本文
________________________

Q: 学校教育は,一体どうなっているんでしょうか?
A: 去年あたりから,教科書そして教師・家庭向けの書籍で,“一方が「a×b」,もう一方が「b×a」で表されるような一対の場面(文章題,絵など)”をよく目にしています(略).これは,「どっちでもいい」対策になっています.さらに,区別があやふやになったという子どもに,そのペアを見直させれば,「一つ分の大きさ(かけられる数)」と「幾つ分(かける数)」の区別を思い出しやすいことから,リファレンスの役割を果たすようにも思います.

かけ算の順序問題がWikipediaに

「かけ算の順序論争」を経て,次の種類の出題が注目を集めるようになりました.
(略)
3. 一方が「a×b」で,もう一方が「b×a」で表されるような一対の文章題

注意を要する出題(「かけ算指導案」をお探しの方へ)

該当するものがどれくらいあるか,調べてみました.


Q: この件と,「かけ算の順序問題」との関係は?
A: 次のとおりです.

非順序派は,一つの式で表せる対象を,広くとることを重視します.それに対して,小学校の指導は,一つの式で表せる対象が,より狭くなりますので,被乗数・乗数を交換した式との「書き分け」が行えます.

________________________

演習用リスト

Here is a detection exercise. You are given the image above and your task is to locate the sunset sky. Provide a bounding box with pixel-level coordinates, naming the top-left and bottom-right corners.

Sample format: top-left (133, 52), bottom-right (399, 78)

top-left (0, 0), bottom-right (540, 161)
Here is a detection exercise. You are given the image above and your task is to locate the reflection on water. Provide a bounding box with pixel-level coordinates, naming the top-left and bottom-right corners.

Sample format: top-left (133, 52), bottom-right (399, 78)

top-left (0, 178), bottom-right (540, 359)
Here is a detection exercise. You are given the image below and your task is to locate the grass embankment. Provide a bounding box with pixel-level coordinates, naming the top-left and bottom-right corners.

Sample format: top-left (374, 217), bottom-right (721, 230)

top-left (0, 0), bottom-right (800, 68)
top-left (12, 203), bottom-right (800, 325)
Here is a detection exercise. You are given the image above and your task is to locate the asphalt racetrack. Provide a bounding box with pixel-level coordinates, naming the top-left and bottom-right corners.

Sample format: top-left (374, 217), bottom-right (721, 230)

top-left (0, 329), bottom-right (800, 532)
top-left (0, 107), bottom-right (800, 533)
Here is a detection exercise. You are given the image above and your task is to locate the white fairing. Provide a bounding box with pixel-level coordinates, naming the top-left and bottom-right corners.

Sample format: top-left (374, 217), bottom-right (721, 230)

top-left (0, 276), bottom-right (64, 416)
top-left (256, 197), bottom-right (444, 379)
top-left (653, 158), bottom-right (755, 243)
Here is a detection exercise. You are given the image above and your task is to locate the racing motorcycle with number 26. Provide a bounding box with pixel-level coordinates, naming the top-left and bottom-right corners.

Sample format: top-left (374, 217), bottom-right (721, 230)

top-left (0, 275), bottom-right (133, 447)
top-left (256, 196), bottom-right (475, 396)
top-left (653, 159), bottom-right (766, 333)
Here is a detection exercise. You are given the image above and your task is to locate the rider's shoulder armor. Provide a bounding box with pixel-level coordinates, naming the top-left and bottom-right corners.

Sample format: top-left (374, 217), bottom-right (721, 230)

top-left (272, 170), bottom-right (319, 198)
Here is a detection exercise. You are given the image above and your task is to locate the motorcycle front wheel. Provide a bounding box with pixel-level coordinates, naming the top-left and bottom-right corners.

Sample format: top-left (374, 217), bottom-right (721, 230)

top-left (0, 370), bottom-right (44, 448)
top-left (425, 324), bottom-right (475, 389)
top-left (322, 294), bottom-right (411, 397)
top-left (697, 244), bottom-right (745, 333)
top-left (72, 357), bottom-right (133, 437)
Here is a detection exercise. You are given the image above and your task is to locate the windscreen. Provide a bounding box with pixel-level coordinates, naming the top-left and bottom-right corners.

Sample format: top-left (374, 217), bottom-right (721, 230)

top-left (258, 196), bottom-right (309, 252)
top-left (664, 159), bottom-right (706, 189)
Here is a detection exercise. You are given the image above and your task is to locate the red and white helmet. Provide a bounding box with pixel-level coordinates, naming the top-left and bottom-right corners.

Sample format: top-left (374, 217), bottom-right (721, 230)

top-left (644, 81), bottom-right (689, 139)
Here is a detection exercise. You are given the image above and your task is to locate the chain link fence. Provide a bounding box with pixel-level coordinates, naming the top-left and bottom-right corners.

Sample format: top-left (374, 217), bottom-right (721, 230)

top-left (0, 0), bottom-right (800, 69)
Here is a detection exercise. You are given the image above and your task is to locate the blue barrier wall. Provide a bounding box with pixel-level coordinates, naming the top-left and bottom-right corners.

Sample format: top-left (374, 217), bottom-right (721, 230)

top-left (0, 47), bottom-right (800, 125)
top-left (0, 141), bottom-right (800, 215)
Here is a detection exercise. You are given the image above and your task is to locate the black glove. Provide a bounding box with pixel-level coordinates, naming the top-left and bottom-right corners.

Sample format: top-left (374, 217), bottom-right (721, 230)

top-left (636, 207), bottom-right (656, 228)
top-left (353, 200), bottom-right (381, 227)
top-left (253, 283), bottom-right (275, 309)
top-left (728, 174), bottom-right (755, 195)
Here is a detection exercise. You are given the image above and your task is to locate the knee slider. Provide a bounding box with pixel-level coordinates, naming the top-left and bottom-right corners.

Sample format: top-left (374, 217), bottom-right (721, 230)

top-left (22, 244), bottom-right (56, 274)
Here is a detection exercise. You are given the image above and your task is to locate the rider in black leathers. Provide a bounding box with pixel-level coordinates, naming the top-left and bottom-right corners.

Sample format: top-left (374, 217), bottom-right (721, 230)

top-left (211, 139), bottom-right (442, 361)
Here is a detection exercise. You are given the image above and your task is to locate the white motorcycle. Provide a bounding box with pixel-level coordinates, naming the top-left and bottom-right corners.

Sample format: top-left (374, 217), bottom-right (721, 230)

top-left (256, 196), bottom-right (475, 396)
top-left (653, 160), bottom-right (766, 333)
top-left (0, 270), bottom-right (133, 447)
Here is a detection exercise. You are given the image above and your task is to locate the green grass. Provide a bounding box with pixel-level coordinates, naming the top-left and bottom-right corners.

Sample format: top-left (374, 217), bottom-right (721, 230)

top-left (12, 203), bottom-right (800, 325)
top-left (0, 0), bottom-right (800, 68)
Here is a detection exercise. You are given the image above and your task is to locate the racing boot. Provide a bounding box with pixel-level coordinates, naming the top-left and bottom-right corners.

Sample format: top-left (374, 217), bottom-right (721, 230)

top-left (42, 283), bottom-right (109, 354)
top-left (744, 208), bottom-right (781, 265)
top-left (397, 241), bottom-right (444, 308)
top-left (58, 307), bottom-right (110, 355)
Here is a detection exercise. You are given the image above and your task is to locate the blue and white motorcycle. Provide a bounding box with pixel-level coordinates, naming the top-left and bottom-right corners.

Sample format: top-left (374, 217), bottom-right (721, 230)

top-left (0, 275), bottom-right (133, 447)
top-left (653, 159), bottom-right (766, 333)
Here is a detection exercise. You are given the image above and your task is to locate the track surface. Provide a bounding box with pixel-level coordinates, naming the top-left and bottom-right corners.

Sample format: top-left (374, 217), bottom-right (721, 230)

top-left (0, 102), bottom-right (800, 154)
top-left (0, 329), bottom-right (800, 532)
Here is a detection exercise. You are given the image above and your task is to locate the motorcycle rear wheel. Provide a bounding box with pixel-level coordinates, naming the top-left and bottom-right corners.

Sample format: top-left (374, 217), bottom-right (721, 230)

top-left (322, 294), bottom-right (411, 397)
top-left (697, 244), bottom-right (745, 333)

________________________

設問の指示
**a)** 本文について、次の問いに答えなさい。
(i) 一対の場面を去年あたりからよく目にしているのは、どのような書籍ですか。
(ii) 「かけ算の順序論争」を経て注目を集めるようになったのは、どのような出題ですか。
(iii) 非順序派は何を重視しますか。
**b)** リストのうち、「the motorcycle front」を含む行から「top-left (0, 370), bottom-right (44, 448)」を含む行まで(両端の行も含む)だけを、依頼文も含めて書き直しなさい。その際、解答の座標の数値はすべて74増やすこと。

設問別解答
**a)**
(i) 教科書そして教師・家庭向けの書籍
(ii) 一方が「a×b」で、もう一方が「b×a」で表されるような一対の文章題
(iii) 一つの式で表せる対象を、広くとること

**b)**
Here is a detection exercise. You are given the image above and your task is to locate the motorcycle front wheel. Provide a bounding box with pixel-level coordinates, naming the top-left and bottom-right corners.

Sample format: top-left (374, 217), bottom-right (721, 230)

top-left (74, 444), bottom-right (118, 522)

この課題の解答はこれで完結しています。